** Opening RECORDS FOR THIS TASK block **

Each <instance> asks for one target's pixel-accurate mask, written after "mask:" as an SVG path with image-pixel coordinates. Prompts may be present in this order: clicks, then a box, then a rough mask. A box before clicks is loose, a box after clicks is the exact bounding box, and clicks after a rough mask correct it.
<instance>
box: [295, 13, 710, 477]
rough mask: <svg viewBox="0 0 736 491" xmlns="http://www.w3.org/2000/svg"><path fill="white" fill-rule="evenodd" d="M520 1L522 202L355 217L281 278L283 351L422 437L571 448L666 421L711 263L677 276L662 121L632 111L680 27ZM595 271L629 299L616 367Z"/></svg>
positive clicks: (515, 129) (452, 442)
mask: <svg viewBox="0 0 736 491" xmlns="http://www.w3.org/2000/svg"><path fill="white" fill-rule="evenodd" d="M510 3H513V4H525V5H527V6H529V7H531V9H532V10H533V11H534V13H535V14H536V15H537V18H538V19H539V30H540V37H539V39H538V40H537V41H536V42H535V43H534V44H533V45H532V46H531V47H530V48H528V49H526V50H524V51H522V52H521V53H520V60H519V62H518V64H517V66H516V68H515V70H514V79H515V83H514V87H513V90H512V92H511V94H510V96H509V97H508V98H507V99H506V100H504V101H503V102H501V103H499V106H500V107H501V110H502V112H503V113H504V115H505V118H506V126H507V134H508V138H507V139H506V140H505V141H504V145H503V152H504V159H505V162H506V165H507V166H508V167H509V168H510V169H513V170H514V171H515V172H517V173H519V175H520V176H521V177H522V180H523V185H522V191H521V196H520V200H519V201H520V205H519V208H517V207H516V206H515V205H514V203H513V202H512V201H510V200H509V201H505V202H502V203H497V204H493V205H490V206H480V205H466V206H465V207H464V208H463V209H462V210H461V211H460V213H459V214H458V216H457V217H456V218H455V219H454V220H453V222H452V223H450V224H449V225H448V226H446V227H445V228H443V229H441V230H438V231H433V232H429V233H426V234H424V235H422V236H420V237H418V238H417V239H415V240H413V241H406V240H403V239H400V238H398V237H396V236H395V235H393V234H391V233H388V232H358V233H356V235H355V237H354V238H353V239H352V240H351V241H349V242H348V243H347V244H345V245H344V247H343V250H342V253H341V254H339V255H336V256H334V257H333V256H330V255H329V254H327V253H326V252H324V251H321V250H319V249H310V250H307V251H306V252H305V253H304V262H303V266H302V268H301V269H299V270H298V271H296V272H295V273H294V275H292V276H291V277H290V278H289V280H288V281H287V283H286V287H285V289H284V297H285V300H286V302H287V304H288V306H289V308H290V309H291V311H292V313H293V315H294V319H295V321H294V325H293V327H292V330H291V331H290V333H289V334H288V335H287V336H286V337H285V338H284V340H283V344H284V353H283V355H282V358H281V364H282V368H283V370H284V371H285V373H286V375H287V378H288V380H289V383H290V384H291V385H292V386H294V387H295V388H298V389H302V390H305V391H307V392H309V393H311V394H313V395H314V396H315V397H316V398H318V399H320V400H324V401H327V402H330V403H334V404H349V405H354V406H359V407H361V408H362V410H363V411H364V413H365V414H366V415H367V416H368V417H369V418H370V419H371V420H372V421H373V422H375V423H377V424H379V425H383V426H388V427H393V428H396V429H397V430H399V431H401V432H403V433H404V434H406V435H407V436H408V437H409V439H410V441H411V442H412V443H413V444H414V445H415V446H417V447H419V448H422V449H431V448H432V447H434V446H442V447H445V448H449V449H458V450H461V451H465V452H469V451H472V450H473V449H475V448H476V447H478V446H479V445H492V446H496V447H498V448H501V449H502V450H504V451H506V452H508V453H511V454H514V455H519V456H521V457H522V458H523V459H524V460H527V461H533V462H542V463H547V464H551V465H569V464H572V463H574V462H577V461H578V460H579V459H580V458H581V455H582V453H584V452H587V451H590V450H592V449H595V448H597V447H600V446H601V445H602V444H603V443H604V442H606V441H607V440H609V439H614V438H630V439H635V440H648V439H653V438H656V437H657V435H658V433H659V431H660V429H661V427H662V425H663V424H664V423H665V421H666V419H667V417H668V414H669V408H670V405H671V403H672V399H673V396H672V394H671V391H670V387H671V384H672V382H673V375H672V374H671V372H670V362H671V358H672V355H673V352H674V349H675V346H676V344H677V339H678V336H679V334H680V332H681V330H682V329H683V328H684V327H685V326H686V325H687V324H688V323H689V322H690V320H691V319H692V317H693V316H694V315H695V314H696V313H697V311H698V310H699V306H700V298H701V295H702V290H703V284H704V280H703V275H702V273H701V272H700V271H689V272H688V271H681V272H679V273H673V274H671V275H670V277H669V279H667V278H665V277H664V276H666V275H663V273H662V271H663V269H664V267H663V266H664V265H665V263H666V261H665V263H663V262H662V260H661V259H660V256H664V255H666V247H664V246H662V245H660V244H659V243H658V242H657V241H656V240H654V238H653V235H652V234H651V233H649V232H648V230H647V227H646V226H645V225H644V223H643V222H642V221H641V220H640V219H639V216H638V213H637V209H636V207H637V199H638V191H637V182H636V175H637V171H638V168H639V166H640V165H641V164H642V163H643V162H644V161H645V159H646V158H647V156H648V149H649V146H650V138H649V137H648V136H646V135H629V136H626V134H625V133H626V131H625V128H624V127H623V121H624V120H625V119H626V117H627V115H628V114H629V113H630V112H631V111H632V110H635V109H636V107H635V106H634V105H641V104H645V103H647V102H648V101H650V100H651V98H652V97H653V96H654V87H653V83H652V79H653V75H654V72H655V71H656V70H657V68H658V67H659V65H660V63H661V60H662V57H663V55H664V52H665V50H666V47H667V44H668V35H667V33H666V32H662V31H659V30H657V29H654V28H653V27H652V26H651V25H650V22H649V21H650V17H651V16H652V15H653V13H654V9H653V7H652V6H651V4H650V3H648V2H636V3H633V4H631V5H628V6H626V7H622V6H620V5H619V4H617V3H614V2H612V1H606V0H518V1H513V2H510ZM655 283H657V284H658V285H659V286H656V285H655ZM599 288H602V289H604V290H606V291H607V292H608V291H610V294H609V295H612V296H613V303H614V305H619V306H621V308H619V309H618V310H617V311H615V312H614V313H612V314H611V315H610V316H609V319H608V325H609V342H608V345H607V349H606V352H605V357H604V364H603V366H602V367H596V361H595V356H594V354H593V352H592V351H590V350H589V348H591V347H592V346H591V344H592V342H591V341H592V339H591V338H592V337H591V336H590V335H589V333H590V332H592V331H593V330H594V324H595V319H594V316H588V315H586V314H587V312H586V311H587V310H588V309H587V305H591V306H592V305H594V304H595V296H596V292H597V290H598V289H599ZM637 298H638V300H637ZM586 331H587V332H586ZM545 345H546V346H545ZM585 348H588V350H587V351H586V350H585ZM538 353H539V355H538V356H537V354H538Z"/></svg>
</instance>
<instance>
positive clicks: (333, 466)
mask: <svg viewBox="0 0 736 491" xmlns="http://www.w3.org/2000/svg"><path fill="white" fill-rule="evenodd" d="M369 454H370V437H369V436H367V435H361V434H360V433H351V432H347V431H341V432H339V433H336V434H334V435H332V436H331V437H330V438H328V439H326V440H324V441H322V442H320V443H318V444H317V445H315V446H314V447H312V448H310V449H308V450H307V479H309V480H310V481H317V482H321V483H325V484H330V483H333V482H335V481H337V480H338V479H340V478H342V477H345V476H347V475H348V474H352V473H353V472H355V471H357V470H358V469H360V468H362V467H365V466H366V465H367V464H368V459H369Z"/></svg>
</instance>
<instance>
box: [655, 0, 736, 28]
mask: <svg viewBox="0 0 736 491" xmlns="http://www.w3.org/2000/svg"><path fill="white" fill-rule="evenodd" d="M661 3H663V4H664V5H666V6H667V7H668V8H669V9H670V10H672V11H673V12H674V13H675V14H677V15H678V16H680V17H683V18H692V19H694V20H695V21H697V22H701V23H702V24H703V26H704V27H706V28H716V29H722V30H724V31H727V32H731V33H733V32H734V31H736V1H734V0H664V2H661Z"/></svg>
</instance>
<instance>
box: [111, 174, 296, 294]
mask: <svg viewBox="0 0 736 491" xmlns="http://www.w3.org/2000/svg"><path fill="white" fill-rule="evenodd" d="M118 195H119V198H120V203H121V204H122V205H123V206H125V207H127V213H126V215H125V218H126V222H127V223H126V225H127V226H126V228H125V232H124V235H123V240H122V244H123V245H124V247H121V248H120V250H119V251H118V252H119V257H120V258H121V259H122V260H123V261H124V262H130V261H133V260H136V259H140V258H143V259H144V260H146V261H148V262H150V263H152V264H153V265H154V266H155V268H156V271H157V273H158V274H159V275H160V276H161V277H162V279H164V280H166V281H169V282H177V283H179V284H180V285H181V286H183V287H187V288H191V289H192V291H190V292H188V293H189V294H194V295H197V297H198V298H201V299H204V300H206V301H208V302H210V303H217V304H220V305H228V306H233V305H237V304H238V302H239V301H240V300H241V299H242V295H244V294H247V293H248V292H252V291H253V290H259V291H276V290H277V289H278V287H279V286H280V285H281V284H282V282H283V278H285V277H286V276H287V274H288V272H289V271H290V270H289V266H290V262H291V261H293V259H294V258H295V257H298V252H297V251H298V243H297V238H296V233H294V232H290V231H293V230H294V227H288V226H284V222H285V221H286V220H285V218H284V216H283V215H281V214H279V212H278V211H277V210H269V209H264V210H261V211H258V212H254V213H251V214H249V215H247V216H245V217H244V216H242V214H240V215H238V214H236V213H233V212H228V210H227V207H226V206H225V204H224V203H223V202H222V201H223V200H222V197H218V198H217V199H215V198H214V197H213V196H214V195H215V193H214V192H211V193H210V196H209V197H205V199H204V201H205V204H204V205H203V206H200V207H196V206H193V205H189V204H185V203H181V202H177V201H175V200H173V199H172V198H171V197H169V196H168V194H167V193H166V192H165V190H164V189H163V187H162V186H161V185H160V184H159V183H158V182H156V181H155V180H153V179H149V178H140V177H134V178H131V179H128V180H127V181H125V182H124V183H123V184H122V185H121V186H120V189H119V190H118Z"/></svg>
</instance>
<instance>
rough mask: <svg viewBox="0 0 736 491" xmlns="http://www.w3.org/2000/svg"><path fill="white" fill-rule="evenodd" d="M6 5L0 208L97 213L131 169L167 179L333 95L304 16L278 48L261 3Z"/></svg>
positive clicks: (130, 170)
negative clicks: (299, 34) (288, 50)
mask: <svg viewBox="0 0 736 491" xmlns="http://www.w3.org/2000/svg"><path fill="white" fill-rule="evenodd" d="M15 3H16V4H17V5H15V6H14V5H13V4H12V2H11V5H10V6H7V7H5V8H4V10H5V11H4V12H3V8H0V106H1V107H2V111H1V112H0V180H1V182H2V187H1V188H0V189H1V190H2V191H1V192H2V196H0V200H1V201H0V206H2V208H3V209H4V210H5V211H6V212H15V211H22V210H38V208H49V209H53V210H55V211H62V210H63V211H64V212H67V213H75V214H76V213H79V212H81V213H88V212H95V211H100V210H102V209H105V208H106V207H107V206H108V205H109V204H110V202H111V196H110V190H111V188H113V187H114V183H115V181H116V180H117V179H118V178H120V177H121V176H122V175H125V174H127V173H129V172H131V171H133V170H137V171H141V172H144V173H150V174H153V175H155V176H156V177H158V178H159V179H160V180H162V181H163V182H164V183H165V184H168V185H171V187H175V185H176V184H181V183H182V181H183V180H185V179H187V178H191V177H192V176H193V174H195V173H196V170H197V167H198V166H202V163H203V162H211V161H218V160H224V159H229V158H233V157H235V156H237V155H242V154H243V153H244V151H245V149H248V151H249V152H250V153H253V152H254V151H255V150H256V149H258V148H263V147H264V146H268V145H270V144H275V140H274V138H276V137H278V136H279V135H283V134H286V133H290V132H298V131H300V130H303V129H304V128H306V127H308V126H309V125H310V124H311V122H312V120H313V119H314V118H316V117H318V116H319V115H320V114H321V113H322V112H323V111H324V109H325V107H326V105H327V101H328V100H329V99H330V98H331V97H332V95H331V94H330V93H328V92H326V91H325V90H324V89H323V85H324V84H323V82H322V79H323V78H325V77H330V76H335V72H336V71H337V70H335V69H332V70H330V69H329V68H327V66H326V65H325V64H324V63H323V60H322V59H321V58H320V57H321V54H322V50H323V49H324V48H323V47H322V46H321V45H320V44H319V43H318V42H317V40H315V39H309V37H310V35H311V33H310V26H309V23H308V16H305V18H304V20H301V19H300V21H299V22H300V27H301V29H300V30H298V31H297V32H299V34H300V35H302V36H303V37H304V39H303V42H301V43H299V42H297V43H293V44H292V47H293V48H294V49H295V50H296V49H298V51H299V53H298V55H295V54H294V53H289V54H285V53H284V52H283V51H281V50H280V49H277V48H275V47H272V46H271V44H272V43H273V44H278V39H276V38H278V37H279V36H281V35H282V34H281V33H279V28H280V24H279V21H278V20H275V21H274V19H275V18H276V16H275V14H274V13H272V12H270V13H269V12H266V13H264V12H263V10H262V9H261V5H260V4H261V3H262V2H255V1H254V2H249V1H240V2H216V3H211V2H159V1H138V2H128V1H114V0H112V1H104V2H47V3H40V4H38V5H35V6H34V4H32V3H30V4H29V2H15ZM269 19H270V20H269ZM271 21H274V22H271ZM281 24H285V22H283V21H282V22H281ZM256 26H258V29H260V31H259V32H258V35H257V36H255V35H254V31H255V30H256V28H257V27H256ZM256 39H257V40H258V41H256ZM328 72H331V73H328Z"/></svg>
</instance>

** Closing RECORDS FOR THIS TASK block **

▶ PROBLEM: Every line above that has the string "clicks" needs to be copied.

▶ OUTPUT:
Each <instance> asks for one target's pixel-accurate mask, written after "mask:" as an SVG path with image-pixel coordinates. Prompts may be present in this order: clicks, then a box, then a rough mask. A box before clicks is loose, a box after clicks is the exact bounding box, and clicks after a rough mask correct it.
positive clicks: (515, 129) (452, 442)
positive clicks: (333, 466)
positive clicks: (130, 170)
negative clicks: (299, 34) (288, 50)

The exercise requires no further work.